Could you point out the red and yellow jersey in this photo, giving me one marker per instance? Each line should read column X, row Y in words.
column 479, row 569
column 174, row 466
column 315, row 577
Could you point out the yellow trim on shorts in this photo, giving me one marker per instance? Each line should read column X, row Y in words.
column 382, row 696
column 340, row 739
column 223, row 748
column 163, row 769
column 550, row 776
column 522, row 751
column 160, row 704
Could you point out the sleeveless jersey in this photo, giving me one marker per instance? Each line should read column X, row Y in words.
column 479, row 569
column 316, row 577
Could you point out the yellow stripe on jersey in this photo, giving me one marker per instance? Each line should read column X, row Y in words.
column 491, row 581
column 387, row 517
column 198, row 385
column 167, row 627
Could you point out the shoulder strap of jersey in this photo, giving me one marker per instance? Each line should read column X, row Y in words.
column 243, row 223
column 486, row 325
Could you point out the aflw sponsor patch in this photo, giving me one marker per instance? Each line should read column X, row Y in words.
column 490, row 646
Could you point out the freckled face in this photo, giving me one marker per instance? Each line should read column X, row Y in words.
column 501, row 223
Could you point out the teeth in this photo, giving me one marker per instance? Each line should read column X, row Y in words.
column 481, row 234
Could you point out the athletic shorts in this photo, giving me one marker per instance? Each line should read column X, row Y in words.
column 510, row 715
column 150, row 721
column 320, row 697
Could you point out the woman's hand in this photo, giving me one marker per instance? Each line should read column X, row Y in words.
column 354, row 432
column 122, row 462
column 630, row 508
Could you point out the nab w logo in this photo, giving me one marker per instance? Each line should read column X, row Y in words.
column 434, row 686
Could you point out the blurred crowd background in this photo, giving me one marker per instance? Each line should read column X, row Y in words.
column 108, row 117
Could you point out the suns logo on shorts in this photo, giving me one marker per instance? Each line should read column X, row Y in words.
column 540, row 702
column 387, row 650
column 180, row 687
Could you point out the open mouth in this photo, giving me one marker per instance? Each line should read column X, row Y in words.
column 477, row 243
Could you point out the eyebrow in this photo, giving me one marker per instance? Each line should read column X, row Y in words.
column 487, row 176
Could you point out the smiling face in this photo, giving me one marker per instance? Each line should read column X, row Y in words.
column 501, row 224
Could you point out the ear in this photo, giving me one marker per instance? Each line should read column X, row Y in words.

^^^^

WHAT IS REQUIRED >>
Rewrite all of the data above as a JSON array of strings, with one string per line and no entries for blank lines.

THE ANSWER >>
[
  "Could you point out the red and yellow jersey in this photo, giving me one marker per instance? Each line should read column X, row Y in words.",
  "column 479, row 569",
  "column 174, row 466",
  "column 315, row 577",
  "Could you point out the yellow trim on shorts in this photo, giving me one marker per instance? Each line should read column X, row Y in words.",
  "column 382, row 696",
  "column 340, row 739",
  "column 223, row 748",
  "column 163, row 769",
  "column 550, row 776",
  "column 522, row 751",
  "column 160, row 704",
  "Could you point out the sleeveless jersey in this photo, giving me one marker per instance? Each line should read column X, row Y in words.",
  "column 479, row 569",
  "column 316, row 577",
  "Could you point out the yellow stripe on jersey in this photo, giving me one marker per instance? Each line should read column X, row Y in words.",
  "column 491, row 581",
  "column 387, row 517",
  "column 198, row 385",
  "column 167, row 627",
  "Could you point out the shoulder strap of jersey in this photo, giving me one marker per instance? Each line should read column X, row Y in words.",
  "column 243, row 223",
  "column 486, row 325",
  "Could you point out the aflw sponsor patch in this photo, giving me one marker per instance? Each line should read column X, row Y in words.",
  "column 490, row 646",
  "Could you point out the freckled face in this photo, giving me one marker per instance? Each line should read column X, row Y in words.",
  "column 501, row 223",
  "Could you point out the teeth in this photo, giving me one marker per instance? Each line should read column X, row Y in words.",
  "column 481, row 234",
  "Could you point out the athletic shorts in this photo, giving me one marker per instance? Each line should read column X, row Y in words.",
  "column 510, row 715",
  "column 150, row 721",
  "column 320, row 697",
  "Could you point out the woman's hand in this photo, giving me one marker per instance? Each line should read column X, row Y in words.",
  "column 354, row 432",
  "column 122, row 462",
  "column 630, row 508",
  "Could you point out the nab w logo in this photo, giving me one marker per instance? Each line should read column X, row Y in words.",
  "column 434, row 686",
  "Could you point out the blurred crowd background in this photo, giving me one marker per instance? Each line should read column X, row Y in words.",
  "column 108, row 117",
  "Could you point out the suns logo on shorts in this photo, giving me one marker per instance? Each line should read column X, row Y in words.",
  "column 540, row 702",
  "column 387, row 650",
  "column 180, row 687",
  "Could you point out the open mouth in this photo, giving me one marker per instance? Each line should read column X, row Y in words.",
  "column 477, row 243",
  "Could you point out the eyebrow in this photo, giving me one marker per instance? Each line should read column X, row Y in words.",
  "column 487, row 176",
  "Could you point out the smiling face in this photo, giving me one marker per instance? Each line should read column X, row Y in words.",
  "column 501, row 224",
  "Could you point out the ear in this photo, giving me one marker per instance? Each line should read column X, row Y in words."
]